Si l’on peut dénoncer à juste titre la politique protectionniste de Donald Trump, il ne faut pas que nous, Européens, perdions de vue la situation de notre propre continent. L’Union européenne n’a aucune leçon à donner aux États-Unis. Bien au contraire, elle brille par sa bureaucratie pesante et ses règlementations qui handicapent ses membres. Une carte blanche de Pieter Cleppe, rédacteur en chef de Brussels Report.
Les guerres commerciales et le protectionnisme déclenchés par le président américain Donald Trump suscitent beaucoup d’attention. Les commentateurs soulignent à juste titre les dommages que cela cause au commerce mondial et la hausse des prix des produits et services qui en résultera. L’Union européenne n’a pas été autant critiquée ces dernières années, bien qu’elle ait elle aussi mené une politique protectionniste.
···
**Activité:** Condensez en deux phrases le paragraphe de l'extrait qui commence par « Les guerres commerciales » en gardant ses faits principaux.
···
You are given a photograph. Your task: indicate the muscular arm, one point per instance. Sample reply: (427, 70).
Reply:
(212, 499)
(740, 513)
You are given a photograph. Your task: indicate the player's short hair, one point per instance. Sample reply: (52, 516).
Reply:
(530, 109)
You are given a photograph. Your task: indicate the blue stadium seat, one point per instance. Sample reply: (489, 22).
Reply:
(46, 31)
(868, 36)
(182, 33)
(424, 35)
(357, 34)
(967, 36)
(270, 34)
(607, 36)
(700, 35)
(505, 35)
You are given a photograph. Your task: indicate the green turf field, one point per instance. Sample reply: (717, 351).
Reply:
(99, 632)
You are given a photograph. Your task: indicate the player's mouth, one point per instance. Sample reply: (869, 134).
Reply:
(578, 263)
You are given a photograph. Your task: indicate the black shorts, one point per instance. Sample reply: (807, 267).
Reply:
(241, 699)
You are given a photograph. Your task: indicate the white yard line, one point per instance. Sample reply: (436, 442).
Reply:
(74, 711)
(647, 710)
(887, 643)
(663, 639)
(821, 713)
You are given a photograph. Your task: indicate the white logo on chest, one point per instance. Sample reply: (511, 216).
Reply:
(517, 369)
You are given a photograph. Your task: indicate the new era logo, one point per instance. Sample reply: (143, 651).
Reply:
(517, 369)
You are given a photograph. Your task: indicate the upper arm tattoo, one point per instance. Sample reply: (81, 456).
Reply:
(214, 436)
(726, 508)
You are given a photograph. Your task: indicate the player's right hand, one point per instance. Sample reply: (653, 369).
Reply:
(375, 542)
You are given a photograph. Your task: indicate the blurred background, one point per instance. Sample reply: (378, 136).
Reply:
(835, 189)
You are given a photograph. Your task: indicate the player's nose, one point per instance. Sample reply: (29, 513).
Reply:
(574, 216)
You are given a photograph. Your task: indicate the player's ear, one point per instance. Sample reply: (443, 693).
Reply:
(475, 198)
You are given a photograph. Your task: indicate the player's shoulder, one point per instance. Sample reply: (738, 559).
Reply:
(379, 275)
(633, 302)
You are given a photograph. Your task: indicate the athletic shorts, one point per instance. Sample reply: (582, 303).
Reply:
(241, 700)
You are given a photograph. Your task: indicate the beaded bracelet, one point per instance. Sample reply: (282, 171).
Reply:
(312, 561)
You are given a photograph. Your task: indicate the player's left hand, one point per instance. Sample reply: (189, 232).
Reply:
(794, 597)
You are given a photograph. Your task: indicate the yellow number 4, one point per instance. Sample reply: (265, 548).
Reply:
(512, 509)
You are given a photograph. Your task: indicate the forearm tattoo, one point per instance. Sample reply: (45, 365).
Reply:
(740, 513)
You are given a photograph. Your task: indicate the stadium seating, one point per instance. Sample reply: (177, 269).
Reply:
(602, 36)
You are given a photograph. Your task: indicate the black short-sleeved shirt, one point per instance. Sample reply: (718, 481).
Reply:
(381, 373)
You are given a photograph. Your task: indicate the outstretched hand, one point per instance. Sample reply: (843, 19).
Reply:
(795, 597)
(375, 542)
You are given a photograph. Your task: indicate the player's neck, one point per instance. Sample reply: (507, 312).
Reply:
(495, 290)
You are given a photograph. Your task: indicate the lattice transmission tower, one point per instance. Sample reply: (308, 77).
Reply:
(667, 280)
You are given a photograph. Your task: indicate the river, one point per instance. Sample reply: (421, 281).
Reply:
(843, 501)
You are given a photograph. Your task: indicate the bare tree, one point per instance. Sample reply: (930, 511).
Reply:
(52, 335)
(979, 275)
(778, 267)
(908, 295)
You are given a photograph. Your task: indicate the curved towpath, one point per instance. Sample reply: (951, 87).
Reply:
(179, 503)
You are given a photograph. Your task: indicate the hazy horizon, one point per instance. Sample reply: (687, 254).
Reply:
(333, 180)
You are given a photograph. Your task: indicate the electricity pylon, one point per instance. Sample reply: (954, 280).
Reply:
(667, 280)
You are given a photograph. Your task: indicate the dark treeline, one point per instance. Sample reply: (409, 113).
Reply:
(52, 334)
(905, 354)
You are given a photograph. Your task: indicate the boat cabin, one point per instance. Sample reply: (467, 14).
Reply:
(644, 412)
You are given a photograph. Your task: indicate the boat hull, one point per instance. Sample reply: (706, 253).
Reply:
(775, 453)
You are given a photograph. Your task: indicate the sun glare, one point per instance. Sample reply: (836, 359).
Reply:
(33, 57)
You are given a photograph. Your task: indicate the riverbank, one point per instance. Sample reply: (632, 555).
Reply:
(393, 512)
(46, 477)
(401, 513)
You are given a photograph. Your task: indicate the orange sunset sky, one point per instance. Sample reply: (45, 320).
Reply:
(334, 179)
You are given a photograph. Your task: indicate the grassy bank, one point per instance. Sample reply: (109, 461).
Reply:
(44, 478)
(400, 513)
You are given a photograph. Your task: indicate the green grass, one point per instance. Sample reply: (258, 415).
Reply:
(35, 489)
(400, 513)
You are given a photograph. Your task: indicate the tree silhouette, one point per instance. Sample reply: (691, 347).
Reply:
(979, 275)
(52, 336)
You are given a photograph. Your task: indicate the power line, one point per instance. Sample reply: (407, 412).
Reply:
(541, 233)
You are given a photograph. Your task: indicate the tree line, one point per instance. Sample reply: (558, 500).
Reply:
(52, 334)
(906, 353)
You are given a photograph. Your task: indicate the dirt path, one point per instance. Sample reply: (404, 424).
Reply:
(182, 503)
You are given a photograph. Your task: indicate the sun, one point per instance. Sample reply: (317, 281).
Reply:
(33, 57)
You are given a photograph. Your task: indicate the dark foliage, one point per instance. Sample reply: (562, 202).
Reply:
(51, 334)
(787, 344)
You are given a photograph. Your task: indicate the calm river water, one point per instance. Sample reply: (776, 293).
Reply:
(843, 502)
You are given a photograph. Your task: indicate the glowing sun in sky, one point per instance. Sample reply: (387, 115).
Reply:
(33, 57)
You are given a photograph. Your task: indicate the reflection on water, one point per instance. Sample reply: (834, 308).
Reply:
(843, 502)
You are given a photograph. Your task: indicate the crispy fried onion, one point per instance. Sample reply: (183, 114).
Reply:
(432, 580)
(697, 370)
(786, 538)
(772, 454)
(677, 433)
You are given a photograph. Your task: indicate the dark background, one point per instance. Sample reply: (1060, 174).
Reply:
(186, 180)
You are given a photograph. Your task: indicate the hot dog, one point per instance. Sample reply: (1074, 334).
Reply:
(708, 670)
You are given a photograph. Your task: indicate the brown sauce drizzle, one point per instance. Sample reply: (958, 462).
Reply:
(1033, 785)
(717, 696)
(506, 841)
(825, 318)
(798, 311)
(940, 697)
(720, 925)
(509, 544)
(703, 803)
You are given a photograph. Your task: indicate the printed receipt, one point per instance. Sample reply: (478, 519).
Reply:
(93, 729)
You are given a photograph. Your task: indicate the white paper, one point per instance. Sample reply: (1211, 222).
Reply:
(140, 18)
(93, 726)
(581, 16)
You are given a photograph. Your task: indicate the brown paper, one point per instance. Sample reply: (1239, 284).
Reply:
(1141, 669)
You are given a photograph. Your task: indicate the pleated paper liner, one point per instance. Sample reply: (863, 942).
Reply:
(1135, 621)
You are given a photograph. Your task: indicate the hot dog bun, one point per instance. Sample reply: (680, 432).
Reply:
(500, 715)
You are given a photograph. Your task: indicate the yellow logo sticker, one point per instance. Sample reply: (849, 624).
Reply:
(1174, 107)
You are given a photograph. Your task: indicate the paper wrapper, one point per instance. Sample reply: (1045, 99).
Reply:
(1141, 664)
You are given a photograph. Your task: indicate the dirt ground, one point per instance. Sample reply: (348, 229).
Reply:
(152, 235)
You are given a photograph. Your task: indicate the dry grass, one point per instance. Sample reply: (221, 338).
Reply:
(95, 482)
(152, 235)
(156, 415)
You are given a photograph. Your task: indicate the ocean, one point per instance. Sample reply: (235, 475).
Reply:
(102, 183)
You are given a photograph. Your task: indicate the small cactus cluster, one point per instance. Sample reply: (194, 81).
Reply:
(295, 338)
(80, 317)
···
**Réponse:** Les guerres commerciales et le protectionnisme lancés par Donald Trump attirent l'attention, et les commentateurs soulignent à juste titre les dommages pour le commerce mondial et la hausse des prix qui en résultera. L'Union européenne a été bien moins critiquée ces dernières années, alors qu'elle a elle aussi mené une politique protectionniste.